SUPPLIED DATA Block Start

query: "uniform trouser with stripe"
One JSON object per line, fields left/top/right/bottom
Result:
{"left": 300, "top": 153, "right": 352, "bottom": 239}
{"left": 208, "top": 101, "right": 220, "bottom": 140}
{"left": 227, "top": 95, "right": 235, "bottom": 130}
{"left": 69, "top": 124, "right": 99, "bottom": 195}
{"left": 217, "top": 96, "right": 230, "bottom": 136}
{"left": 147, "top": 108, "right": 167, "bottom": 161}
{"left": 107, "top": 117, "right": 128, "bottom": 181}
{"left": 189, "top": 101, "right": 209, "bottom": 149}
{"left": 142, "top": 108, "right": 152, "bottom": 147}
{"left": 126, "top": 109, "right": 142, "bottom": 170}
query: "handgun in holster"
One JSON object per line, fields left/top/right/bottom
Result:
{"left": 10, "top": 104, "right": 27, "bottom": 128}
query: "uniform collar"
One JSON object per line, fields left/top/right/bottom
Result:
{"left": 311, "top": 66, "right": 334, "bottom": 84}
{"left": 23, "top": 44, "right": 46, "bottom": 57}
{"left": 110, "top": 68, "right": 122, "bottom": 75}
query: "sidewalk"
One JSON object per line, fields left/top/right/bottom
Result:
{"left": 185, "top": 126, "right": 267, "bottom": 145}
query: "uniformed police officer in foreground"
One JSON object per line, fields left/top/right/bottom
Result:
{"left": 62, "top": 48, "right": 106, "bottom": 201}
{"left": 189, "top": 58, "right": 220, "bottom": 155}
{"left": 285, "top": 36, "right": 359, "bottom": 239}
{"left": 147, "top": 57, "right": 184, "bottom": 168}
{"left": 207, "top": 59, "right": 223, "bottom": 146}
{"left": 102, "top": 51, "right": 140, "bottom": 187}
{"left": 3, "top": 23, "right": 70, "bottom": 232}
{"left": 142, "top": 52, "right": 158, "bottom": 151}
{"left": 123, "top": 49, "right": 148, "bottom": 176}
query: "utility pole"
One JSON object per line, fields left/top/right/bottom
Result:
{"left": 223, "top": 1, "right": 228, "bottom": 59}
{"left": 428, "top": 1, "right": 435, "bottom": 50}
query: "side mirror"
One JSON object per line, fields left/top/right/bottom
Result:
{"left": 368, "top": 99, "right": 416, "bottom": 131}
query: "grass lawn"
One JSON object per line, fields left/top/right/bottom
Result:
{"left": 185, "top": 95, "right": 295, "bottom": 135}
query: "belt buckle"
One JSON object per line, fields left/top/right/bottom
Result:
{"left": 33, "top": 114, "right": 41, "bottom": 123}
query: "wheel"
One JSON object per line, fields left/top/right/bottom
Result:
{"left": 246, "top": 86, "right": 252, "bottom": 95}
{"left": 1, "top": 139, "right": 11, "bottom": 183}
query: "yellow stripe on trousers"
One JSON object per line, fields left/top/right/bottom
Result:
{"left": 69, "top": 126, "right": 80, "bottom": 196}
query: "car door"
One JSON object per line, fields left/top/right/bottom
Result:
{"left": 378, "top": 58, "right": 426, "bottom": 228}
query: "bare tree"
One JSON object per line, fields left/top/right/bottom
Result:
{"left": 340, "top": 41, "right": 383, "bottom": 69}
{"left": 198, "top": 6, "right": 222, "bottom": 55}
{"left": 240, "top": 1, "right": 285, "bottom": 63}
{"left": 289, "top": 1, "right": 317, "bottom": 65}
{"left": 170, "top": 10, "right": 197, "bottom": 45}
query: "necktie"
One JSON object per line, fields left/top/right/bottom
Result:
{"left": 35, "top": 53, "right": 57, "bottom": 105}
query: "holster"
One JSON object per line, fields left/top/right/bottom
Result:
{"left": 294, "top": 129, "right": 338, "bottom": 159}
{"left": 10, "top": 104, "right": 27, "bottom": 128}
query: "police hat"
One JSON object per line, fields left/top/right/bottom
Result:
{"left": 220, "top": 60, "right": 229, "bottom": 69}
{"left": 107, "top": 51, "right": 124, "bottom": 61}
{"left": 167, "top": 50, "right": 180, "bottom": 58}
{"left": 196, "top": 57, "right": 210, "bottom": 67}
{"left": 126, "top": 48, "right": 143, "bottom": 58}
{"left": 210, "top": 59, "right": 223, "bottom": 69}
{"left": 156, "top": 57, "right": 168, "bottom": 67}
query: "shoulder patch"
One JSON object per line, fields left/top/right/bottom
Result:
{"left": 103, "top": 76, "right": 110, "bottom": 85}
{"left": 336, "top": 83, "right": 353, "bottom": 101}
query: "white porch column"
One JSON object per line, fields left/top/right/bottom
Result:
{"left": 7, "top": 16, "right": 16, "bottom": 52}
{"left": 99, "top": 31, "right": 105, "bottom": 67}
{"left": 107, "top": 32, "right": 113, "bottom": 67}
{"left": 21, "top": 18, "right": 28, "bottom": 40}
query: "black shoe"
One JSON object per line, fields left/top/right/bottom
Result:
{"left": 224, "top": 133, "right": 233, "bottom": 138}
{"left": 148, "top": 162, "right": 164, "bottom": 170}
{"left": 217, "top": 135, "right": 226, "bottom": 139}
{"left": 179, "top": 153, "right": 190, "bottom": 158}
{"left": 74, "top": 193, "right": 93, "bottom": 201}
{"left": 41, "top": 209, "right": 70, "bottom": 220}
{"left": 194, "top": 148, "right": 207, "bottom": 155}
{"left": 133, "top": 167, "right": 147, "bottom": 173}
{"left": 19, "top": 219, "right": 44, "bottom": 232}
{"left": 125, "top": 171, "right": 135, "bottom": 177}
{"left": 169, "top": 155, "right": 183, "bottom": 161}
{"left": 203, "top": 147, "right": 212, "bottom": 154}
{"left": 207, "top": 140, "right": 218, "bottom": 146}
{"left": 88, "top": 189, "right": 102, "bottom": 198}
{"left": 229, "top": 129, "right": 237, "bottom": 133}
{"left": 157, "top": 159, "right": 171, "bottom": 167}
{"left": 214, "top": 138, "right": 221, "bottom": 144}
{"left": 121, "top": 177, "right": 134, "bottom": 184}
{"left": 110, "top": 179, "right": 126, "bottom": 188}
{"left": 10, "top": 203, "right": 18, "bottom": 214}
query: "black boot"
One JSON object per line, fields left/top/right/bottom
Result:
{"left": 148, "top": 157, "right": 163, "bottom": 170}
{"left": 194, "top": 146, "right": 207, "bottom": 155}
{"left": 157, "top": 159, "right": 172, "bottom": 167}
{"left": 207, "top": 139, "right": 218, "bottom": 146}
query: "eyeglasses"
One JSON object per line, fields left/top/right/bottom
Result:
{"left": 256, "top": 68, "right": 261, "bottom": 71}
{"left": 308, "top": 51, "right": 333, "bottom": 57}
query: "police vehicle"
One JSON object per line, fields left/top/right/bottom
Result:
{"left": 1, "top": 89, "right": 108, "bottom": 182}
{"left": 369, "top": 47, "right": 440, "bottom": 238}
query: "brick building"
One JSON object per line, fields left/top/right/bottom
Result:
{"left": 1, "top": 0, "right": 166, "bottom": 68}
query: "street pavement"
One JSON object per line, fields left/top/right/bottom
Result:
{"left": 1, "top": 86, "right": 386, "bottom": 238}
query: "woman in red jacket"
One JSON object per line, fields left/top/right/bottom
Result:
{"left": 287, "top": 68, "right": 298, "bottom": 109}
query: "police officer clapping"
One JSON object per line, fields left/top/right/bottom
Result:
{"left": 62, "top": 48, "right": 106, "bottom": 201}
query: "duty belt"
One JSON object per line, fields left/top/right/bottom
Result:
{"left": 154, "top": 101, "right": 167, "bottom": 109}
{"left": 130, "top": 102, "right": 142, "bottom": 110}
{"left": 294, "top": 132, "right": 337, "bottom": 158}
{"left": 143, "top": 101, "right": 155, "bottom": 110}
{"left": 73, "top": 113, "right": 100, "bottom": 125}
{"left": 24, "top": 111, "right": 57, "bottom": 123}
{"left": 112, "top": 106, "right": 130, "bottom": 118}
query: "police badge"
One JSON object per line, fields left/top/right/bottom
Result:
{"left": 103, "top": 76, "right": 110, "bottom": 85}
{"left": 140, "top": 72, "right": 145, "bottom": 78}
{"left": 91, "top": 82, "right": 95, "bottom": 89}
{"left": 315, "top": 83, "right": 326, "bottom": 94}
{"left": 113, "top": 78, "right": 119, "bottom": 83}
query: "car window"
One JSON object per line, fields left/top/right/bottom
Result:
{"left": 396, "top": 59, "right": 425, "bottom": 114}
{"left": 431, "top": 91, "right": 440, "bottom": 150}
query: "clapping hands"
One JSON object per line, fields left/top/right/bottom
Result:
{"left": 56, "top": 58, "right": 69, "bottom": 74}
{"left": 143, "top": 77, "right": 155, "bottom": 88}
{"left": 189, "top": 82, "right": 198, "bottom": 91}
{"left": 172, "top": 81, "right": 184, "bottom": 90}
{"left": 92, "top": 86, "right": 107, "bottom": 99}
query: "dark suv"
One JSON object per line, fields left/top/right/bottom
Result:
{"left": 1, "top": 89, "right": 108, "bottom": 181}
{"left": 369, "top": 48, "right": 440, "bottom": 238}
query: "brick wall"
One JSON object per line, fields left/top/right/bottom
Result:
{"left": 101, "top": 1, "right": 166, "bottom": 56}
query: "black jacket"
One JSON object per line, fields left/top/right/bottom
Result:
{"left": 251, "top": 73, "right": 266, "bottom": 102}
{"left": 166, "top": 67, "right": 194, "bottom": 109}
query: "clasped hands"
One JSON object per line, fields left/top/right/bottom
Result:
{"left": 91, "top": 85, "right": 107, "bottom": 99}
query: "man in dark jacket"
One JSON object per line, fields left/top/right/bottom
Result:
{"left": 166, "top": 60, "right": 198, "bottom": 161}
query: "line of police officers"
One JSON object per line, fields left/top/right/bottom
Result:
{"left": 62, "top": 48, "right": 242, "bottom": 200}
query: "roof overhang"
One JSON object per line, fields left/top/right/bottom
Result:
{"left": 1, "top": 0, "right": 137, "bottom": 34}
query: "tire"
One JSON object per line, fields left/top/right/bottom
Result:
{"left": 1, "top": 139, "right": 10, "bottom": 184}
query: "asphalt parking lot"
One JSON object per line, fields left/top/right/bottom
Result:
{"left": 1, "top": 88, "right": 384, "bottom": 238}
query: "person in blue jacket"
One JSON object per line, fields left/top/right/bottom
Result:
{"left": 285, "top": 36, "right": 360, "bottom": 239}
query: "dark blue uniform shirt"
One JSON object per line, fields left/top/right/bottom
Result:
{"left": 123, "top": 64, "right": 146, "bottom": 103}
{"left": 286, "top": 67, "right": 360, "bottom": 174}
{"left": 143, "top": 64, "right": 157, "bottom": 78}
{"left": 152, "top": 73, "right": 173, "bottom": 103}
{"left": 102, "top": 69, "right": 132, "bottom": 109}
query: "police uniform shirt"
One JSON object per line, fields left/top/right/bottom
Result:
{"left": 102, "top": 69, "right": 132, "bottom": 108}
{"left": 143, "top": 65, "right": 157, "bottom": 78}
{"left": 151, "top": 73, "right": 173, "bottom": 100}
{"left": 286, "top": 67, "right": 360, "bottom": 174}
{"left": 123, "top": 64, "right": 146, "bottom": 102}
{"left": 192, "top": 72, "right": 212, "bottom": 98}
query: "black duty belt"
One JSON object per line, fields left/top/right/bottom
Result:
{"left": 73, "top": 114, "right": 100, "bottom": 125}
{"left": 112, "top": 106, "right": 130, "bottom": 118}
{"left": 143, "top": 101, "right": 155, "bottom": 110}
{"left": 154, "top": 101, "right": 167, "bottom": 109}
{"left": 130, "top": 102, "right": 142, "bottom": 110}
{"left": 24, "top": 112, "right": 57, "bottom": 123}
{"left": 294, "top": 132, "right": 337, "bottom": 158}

SUPPLIED DATA Block End

◆ EXERCISE PROMPT
A bare number is all that is asked for: the count of lines above that include "black".

◆ RESPONSE AREA
4